## Text to read
* START *

This is a survey of the postage stamps and postal history of Afghanistan.

First stamps

The first stamps appeared in 1871. They were round in shape, imperforate, and printed in black, with a crude lion's head, surrounded by Arabic script specifying one of three denominations. The lion, sher, represented the head of state, Sher Ali Khan, as he had been named for the bravery of a lion. Many catalogues and early collectors incorrectly referred to these as "tiger" heads.  Cancellation was accomplished by cutting or tearing off a piece of the stamp. Cancellation by postmark was not introduced until 1891.  Initially somewhat large, subsequent issues kept the same basic design but were smaller each year, with the last appearing in 1878.  Starting in 1876, the stamps were printed in different colors, each color corresponding to one of the main post offices on the Peshawar-Kabul-Khulm route. Each design in a sheet was individually engraved, so the stamps vary considerably in appearance. Many of the Sher Ali issues are readily available, while some sell for hundreds of US$.

The defeat of Sher Ali by the British brought Abdur Rahman Khan to the throne in 1880, and the following year brought new stamps, still round, but with inscriptions in the middle instead of the lion's head.  The era of round designs ended in 1891 with rectangular issues for the "Kingdom of Afghanistan". The three designs consisted entirely Arabic script, and were printed in a slate blue color. The 1892 issue featured the national seal consisting of a mosque gate and crossed cannons; it was printed in black on colored paper; at least 10 colors of paper were used, and there are many shades as well, even though all the colors had the same value. In 1894 simplified versions of this design were printed on green paper. The 1898 issues of the national seal on a variety of colored paper were not regularly issued.

In 1907 the first rouletted stamps were issued, along with imperforate varieties, depicting a whole mosque, with various surrounding ornamentation. In the 1909 issue the mosque was displayed inside an eight-pointed star pattern.

* END *

## Records shown
* START *

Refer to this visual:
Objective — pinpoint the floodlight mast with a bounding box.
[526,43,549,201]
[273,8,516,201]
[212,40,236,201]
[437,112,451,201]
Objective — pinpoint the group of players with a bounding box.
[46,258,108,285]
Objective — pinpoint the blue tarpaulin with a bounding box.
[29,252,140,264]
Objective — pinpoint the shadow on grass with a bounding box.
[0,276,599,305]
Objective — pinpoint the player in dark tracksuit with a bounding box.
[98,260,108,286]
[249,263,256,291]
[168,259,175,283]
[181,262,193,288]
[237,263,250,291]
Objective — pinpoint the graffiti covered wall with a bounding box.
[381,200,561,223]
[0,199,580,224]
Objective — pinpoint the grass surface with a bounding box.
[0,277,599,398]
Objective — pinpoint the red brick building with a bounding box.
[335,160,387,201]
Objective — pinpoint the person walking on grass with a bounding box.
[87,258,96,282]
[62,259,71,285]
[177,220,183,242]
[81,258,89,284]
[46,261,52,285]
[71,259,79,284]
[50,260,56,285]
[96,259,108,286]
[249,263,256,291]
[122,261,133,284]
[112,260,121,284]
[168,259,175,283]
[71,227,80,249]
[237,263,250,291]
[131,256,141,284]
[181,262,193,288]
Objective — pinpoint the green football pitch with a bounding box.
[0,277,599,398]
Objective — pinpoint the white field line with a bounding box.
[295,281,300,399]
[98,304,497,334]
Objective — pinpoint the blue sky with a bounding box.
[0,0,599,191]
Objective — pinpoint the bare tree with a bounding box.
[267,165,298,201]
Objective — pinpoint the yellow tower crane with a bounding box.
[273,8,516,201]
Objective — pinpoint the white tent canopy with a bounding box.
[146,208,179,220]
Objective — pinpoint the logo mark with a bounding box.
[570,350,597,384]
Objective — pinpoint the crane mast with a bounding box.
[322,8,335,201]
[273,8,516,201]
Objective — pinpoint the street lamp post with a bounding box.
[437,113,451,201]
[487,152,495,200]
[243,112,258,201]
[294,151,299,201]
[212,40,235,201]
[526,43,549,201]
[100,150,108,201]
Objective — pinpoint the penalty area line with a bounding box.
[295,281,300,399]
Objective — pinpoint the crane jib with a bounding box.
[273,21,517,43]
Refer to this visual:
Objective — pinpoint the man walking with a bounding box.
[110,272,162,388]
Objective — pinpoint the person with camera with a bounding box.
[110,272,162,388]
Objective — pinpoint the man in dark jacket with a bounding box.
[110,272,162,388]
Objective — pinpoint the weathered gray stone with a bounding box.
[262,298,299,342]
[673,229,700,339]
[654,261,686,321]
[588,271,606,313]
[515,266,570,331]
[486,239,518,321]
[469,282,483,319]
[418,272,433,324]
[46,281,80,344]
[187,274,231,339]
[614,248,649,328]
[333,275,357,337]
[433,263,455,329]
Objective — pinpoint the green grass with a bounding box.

* END *

## Written tasks
a – Answer these from the text on Afghanistan's stamps:
(i) In what year did the first stamps appear?
(ii) When was cancellation by postmark introduced?
(iii) What made up the national seal on the 1892 issue?
b – Please return, word for word, the stretch of the text on Afghanistan's stamps from "In 1907 the" through "eight-pointed star pattern.".
You won't need the data.

## Solutions to the exercise
a –
(i) 1871
(ii) 1891
(iii) A mosque gate and crossed cannons

b –
In 1907 the first rouletted stamps were issued, along with imperforate varieties, depicting a whole mosque, with various surrounding ornamentation. In the 1909 issue the mosque was displayed inside an eight-pointed star pattern.